## Exercise instructions:
Given the records below, would you repeat exactly the lines that begin at the one containing "Target: glass window" and end at the one containing "of the building", inclusive?

Start of Information provided

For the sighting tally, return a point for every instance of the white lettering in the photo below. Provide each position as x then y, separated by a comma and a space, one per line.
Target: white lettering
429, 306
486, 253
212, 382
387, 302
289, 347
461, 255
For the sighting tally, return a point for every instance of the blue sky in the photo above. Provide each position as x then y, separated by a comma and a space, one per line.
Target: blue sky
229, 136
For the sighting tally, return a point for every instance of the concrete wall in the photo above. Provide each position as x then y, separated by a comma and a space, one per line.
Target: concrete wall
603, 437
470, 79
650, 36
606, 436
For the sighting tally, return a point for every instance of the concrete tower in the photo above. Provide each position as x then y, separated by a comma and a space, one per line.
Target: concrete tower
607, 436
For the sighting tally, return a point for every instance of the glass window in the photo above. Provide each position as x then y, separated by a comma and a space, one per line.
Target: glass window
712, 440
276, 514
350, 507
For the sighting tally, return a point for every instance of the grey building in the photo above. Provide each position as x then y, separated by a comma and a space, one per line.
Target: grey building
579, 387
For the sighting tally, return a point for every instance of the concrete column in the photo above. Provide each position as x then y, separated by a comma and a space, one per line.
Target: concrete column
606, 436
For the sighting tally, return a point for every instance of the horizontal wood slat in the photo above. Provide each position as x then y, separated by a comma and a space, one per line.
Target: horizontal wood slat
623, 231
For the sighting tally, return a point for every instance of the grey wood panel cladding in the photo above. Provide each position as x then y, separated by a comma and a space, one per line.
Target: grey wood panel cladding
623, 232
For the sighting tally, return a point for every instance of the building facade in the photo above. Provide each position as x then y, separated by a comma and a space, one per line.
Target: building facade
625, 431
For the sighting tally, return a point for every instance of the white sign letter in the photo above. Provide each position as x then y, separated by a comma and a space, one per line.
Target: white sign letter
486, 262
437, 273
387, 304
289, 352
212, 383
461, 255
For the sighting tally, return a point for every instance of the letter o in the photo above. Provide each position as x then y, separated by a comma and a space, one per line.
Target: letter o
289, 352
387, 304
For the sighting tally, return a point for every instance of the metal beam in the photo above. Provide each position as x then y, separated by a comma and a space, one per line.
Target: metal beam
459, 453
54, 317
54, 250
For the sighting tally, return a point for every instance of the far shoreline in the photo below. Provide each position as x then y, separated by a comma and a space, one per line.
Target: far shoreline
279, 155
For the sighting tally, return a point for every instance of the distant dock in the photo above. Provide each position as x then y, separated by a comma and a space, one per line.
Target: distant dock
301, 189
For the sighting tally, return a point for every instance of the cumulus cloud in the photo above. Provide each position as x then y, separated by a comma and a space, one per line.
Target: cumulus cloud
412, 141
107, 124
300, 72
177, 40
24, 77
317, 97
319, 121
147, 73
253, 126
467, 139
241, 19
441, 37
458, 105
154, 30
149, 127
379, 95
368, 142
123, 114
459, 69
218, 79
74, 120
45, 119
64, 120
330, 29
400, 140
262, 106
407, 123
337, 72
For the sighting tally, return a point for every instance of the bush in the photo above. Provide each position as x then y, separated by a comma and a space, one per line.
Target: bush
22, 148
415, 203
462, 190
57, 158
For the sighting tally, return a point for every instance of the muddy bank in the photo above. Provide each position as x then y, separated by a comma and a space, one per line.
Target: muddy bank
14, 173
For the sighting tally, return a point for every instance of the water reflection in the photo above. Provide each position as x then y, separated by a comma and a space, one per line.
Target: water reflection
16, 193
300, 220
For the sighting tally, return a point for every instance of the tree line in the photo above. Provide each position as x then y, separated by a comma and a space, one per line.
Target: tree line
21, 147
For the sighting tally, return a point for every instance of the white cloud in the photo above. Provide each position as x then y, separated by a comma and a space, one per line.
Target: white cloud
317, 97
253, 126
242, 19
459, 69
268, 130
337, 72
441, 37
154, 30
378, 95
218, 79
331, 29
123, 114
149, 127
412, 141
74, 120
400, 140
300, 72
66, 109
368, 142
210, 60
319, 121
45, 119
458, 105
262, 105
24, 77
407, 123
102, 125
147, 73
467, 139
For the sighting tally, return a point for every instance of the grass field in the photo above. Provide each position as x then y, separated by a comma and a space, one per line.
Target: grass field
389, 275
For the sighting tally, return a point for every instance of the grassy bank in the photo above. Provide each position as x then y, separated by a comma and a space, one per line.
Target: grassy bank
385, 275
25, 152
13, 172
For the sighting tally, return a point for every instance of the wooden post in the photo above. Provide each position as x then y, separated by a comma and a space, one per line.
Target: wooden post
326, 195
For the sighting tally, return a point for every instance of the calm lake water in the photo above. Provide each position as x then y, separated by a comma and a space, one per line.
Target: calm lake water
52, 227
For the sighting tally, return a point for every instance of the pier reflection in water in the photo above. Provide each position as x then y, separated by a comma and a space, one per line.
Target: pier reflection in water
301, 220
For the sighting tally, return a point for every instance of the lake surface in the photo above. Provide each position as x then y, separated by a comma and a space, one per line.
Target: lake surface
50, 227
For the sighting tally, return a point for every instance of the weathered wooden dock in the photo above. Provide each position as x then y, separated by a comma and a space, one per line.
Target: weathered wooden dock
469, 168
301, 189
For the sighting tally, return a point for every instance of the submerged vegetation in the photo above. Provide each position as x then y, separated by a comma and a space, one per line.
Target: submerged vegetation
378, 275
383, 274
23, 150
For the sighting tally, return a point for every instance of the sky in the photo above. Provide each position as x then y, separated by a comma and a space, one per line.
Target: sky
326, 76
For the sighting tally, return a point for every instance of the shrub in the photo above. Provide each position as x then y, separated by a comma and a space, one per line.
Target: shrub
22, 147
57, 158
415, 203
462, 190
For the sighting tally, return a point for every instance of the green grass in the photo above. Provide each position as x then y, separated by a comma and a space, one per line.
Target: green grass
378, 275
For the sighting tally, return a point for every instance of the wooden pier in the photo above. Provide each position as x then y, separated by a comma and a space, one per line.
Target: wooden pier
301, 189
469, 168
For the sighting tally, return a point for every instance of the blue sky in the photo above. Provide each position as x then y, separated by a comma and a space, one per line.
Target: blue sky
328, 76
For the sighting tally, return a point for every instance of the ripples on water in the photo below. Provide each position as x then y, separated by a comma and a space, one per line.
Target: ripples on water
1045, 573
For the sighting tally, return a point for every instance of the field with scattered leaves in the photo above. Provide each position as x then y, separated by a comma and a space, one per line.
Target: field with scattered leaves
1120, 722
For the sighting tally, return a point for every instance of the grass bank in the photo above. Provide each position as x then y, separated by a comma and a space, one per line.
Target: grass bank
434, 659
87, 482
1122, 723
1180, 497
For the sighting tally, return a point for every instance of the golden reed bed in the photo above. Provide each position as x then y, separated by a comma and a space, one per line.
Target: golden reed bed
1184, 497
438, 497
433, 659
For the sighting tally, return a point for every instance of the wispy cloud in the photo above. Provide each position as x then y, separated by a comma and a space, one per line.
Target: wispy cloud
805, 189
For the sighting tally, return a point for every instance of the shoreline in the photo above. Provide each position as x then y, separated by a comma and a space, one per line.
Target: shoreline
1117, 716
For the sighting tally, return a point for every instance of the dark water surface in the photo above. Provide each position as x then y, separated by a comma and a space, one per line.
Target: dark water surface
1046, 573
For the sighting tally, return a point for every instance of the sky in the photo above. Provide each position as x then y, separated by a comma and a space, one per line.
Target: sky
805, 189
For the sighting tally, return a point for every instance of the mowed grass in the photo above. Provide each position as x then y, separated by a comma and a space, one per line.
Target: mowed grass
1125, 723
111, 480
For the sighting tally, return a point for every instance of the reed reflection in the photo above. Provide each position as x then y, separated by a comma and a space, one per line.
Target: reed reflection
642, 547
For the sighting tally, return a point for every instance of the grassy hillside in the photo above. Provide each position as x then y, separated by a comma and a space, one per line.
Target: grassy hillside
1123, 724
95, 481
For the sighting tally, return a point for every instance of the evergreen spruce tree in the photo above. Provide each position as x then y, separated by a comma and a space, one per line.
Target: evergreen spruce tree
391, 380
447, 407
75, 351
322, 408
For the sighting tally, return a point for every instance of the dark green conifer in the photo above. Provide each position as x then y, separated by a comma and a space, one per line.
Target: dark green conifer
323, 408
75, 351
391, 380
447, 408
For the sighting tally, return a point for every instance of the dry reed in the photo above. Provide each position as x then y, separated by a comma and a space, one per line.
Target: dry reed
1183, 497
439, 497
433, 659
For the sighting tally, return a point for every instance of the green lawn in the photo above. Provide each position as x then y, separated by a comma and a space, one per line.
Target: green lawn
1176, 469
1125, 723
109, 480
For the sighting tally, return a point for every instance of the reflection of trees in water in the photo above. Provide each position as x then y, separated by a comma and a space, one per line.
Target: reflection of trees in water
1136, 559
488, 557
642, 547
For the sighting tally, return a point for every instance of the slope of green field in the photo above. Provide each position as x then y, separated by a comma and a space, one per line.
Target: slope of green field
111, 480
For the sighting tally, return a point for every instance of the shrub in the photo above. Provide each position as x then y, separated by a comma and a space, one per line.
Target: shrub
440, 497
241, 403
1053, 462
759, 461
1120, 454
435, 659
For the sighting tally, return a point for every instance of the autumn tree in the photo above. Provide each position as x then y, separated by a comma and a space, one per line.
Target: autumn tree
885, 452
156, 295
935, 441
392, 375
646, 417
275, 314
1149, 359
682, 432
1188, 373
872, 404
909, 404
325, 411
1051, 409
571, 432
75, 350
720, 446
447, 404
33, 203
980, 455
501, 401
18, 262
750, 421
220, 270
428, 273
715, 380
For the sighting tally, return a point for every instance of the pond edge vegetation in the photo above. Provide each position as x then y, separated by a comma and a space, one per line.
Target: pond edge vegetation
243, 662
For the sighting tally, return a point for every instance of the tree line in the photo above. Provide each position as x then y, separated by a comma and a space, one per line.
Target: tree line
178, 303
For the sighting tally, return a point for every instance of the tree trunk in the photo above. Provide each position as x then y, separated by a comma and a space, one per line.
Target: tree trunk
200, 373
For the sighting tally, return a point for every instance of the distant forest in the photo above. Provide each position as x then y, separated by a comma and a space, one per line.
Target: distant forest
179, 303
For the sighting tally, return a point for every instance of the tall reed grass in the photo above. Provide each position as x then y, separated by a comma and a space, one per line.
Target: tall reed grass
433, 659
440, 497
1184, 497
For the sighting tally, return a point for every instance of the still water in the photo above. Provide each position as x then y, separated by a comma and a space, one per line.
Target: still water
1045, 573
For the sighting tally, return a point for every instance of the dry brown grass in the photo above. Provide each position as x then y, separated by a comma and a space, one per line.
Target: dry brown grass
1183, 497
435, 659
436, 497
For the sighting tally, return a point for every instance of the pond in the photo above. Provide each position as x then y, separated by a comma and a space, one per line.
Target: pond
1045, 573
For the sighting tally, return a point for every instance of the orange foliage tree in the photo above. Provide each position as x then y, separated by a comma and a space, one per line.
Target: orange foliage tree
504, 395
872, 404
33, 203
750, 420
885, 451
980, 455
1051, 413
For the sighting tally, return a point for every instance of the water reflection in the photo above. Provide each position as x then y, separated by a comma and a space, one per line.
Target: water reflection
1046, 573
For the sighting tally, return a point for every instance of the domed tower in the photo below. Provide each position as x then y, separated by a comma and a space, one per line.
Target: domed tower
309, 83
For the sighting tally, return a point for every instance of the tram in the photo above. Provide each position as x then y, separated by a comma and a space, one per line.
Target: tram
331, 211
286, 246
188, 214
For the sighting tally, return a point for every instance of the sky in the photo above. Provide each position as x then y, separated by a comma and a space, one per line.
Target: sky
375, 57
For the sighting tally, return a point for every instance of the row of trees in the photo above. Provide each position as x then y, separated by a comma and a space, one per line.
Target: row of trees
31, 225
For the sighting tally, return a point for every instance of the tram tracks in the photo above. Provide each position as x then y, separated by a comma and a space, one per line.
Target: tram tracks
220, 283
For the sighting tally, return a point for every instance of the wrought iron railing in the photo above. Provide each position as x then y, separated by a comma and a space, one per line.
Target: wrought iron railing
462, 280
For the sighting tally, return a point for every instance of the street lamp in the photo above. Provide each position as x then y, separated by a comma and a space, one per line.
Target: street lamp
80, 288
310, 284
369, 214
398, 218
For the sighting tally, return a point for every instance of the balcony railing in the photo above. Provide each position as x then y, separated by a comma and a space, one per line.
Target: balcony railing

End of Information provided

## Result:
Target: glass window
712, 440
276, 514
350, 507
For the sighting tally, return a point for every instance of the grey building in the photo above. Provide each position as x then y, separated by a comma and a space, one per line.
Target: grey building
579, 387
For the sighting tally, return a point for every instance of the concrete column in the photo above. Provide each position as x then y, separated by a comma and a space, one per line.
Target: concrete column
606, 436
For the sighting tally, return a point for every instance of the horizontal wood slat in the photo above. Provide each position as x then y, separated by a comma and a space, one per line.
Target: horizontal wood slat
623, 231
For the sighting tally, return a point for every instance of the grey wood panel cladding in the photo above. Provide each position as x then y, separated by a comma and a space, one per line.
Target: grey wood panel cladding
623, 232
For the sighting tally, return a point for every instance of the building facade in the photo above. Provide each position as x then y, separated by a comma and a space, one per line.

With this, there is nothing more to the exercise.